A swarm of hoses with complicated-looking orange plastic terminal ends snake up from the firewall to mate with an unidentifable component. The only recognizable under-hood part is the windshield-washer-fluid tank. The power package is reminiscent of a scuba diving rebreather system. If something goes wrong, I won’t be fixing it myself. Maybe CAA will arrive by flying saucer.
In the Tucson’s tail, the gas tank is gone, replaced with a bulge. This encloses the Tucson’s hydrogen tank, which is about the size of a frat-party beer keg. The tank is a spacecraft-grade component, with thick walls made of ballistic-grade carbon fibre. This is nice to know, considering that the fuel tank is filled with the same element that had once inflated the Hindenburg.
To really understand how a fuel cell works, a PhD in chemistry is an excellent start. In any event, fuel cells convert hydrogen into electricity, and the only thing they emit is water. The Apollo 11 capsule that carried Neil Armstrong and his fellow astronauts to the moon had three fuel cells aboard, which supplied electrical power and drinking water.
As I head for the Vancouver Island ferry, I keep an eye on the Tucson’s range meter, which says that I can travel 370 kilometres. It feels a bit like an Apollo mission – if I can’t get back to home base with the fuel I have aboard, I’m done.
Three days later, I’m back in Surrey. I have made it to Powertech to refill the hydrogen tank. The facility where the hydrogen is made looks like a Bond villain’s lair, with giant storage tanks and exotic-looking stainless-steel devices that resemble atomic bombs. These create hydrogen by splitting water molecules into their constituent elements, which include hydrogen.
The process requires electricity, so what is the end-to-end efficiency? Would you be further ahead if you simply poured the electric power into a battery instead of using it to create hydrogen, then using the hydrogen to generate electricity again? It seems that the answer is yes, but when it comes to large-scale power generation, storage and transfer, things are never as simple as you’d hope.

Records:
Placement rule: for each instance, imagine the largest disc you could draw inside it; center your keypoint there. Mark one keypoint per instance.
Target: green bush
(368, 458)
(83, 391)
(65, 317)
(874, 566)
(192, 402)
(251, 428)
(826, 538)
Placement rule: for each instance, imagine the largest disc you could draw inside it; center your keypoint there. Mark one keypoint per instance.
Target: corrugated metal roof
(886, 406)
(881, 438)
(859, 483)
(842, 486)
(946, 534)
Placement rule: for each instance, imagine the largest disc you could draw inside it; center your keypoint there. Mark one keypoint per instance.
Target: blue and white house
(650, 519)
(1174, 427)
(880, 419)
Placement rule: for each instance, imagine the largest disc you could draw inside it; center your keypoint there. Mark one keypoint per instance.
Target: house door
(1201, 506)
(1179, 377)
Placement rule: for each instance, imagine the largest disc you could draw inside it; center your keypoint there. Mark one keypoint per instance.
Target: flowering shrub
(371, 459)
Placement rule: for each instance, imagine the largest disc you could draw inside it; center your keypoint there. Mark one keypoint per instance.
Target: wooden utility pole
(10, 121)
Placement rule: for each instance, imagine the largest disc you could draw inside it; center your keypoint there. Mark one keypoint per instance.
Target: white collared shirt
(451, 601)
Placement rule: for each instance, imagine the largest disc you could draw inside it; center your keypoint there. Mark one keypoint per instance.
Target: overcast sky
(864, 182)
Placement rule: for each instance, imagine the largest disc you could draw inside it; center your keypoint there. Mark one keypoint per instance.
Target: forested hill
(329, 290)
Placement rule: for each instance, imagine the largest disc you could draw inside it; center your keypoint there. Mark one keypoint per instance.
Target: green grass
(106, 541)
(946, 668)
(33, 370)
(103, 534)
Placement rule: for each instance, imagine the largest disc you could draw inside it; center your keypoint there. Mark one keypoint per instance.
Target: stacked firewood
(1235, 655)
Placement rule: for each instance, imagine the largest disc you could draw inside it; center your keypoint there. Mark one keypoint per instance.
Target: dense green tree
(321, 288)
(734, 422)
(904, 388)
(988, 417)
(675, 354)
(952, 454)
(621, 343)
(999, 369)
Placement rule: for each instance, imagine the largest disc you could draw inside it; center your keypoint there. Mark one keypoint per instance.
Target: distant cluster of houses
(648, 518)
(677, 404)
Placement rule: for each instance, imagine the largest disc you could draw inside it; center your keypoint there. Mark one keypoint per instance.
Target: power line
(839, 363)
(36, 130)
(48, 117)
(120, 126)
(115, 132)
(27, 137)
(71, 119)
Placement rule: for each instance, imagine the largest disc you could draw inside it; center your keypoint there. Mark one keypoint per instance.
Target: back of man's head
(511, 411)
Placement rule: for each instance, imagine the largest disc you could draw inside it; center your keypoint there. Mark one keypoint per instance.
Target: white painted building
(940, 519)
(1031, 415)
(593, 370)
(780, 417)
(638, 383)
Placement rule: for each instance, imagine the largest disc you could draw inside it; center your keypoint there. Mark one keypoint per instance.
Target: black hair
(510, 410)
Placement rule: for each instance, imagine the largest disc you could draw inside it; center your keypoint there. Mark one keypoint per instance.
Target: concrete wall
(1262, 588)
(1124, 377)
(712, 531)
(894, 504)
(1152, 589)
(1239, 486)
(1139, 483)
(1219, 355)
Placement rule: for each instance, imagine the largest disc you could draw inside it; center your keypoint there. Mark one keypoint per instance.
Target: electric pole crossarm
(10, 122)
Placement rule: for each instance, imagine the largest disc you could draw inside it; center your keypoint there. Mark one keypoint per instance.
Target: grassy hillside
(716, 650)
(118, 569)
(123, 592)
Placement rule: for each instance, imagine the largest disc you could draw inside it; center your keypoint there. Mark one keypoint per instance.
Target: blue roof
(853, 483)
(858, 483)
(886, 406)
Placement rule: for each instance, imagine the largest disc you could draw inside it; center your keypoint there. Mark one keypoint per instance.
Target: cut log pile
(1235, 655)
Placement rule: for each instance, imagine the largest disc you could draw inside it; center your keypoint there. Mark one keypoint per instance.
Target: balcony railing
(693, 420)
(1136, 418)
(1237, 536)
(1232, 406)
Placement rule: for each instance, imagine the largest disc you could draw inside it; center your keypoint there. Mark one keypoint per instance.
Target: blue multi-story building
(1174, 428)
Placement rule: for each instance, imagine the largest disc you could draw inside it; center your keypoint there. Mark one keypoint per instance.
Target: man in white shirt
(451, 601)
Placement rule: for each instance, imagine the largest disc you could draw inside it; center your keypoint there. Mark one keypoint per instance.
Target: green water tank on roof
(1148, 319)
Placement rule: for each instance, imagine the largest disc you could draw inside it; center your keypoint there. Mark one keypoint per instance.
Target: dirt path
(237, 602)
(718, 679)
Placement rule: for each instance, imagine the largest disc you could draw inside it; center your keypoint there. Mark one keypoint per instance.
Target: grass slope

Using the information:
(A) Repeat word for word the part of the fuel-cell Tucson text that opens with the words containing "Three days later, I’m" and closes with "as you’d hope.".
(B) Pick up the fuel-cell Tucson text after its last sentence and keep writing it.
The records are separate material and have nothing to do with the fuel-cell Tucson text.

Responses by task:
(A)
Three days later, I’m back in Surrey. I have made it to Powertech to refill the hydrogen tank. The facility where the hydrogen is made looks like a Bond villain’s lair, with giant storage tanks and exotic-looking stainless-steel devices that resemble atomic bombs. These create hydrogen by splitting water molecules into their constituent elements, which include hydrogen.
The process requires electricity, so what is the end-to-end efficiency? Would you be further ahead if you simply poured the electric power into a battery instead of using it to create hydrogen, then using the hydrogen to generate electricity again? It seems that the answer is yes, but when it comes to large-scale power generation, storage and transfer, things are never as simple as you’d hope.

(B)
Last year, I did a long trip in a Tesla Model S, the electric car that has emerged as pre-eminent vehicle in the battery-powered electric vehicle category. Unlike the fuel cell Hyundai, the Tesla could avail itself of a power source that exists almost everywhere – the electrical outlet. Hotels charged the car while I slept. At Tesla’s dedicated charging stations (known as Superchargers) the refill time was relatively fast, but it still took many times longer than filling a gas tank.
Tesla CEO Elon Musk has dismissed the fuel cell as a dead end – he calls it the “fool cell.” But a lot of major players are investing in the technology, including Toyota, Honda, Hyundai and Mercedes. Toyota, which has spent 23 years working on the technology, is selling the fuel-cell powered Mirai in California and New England.
The question is: Where to fill up? There are now about 20 hydrogen stations in California. There’s a handful in Canada that cater to commercial vehicles. But unlike the Powertech outlet, these are all 350-BAR pumps that can only provide low-pressure fill ups – which means the range is cut in half.
The fuel cell faces a chicken-and-egg problem: If there were more fuel stations, consumers would probably be interested in buying the cars, but without more cars, you can’t justify more stations.
But are there going to be more refuelling stations, and will buyers spurn batteries to opt for fuel cells instead?
“We’re going to know over the next five years,” said Eric Denhoff, president of the Canadian Hydrogen and Fuel Cell Association. “This is a solution that works.”
Denhoff compared the battle between batteries and fuel cells with the technology wars that were once waged over television recording formats. “What’s happening right now is great for the consumer,” he said. “Incredible technologies are being tested. You’ve got batteries and you’ve got fuel cells. One of them will be VHS, and one will be Beta. We’ll see.”